____ INPUT

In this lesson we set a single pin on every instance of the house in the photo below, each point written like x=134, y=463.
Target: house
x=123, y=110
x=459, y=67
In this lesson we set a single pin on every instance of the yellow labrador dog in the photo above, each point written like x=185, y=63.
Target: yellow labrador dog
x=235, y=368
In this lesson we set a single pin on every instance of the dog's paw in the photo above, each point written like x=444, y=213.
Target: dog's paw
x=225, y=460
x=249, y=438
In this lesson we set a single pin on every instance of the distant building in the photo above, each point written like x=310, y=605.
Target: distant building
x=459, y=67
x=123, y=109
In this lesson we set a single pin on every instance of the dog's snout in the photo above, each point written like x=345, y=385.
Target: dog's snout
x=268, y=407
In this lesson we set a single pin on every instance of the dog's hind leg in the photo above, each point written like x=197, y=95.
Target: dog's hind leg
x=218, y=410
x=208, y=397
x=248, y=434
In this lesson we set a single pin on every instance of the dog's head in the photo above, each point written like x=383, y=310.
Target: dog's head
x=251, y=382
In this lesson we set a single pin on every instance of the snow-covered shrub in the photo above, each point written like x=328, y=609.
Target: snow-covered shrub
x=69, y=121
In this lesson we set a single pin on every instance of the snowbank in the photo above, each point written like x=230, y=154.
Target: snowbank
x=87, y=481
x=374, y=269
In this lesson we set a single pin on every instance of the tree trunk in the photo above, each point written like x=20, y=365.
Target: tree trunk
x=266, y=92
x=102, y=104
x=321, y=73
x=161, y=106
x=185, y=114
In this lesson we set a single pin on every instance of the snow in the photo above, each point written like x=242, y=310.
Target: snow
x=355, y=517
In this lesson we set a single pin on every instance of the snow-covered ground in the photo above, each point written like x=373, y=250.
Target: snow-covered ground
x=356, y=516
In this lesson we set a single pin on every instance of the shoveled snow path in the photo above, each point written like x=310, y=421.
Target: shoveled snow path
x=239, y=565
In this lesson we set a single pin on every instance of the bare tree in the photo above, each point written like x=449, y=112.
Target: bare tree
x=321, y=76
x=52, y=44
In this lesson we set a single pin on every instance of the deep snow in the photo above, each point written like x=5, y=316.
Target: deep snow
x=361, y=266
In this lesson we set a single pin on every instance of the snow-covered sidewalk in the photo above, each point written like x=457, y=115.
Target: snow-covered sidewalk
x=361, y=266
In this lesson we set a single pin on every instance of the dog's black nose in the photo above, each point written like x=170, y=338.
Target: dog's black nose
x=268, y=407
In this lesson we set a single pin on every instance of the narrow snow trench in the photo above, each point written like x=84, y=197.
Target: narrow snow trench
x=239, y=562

________

Write out all of the data above verbatim, line for line, with nothing added, dropped, or altered.

In this lesson we set a single pin on every instance of the house in the photo below, each point written like x=134, y=463.
Target: house
x=123, y=110
x=459, y=67
In this lesson we set a single pin on every instance of the yellow labrador dog in the photo above, each point written like x=185, y=63.
Target: yellow labrador dog
x=235, y=368
In this lesson we set a single pin on every instance of the dog's paw in the photo above, each point written like x=444, y=213.
Target: dog's paw
x=225, y=460
x=249, y=438
In this lesson we set a single pin on every instance of the distant building in the photo above, each point written like x=310, y=605.
Target: distant building
x=459, y=67
x=123, y=109
In this lesson we set a single pin on every instance of the dog's snout in the photo above, each point written like x=345, y=385.
Target: dog's snout
x=268, y=407
In this lesson we set a single pin on every instance of the dog's hind leg in the photo above, each point written like x=197, y=95.
Target: dog's hind leg
x=218, y=410
x=208, y=397
x=248, y=434
In this lesson we set a single pin on every instance of the dog's head in the photo above, each point written like x=383, y=310.
Target: dog's head
x=251, y=382
In this lesson we set a single pin on every instance of the snow-covered shrub in the photo above, each point written like x=328, y=609.
Target: snow-covered shrub
x=69, y=121
In this lesson we set a single pin on every instance of the snowbank in the photo above, each point written like x=230, y=154.
Target: snowbank
x=87, y=481
x=374, y=269
In this lesson we set a single pin on every instance of the tree trunk in the photo above, each point written like x=20, y=365.
Target: tree trunk
x=266, y=92
x=102, y=104
x=321, y=73
x=161, y=106
x=185, y=114
In this lesson we set a single pin on every instance of the snow in the photo above, each point written like x=242, y=310.
Target: snow
x=355, y=517
In this lesson we set a single pin on every instance of the snow-covered ground in the photo above, each point written like x=373, y=250.
Target: snow-covered ground
x=356, y=516
In this lesson we set a single pin on every instance of the shoveled snow path in the photo above, each point written like x=310, y=421.
Target: shoveled snow path
x=239, y=565
In this lesson we set a single pin on every instance of the bare tree in the photo above, each point written like x=449, y=112.
Target: bare tree
x=321, y=76
x=52, y=44
In this lesson we set a single pin on every instance of the deep snow in the photo above, each point written like x=5, y=316.
Target: deep snow
x=361, y=266
In this lesson we set a single pin on every instance of the snow-covered sidewalk in the photo above, each point written like x=457, y=115.
Target: snow-covered sidewalk
x=361, y=266
In this lesson we set a single pin on every instance of the dog's black nose in the photo above, each point written like x=170, y=338.
Target: dog's black nose
x=268, y=407
In this lesson we set a single pin on every instance of the narrow snow trench in the photo above, each point written like x=84, y=197.
Target: narrow snow trench
x=239, y=562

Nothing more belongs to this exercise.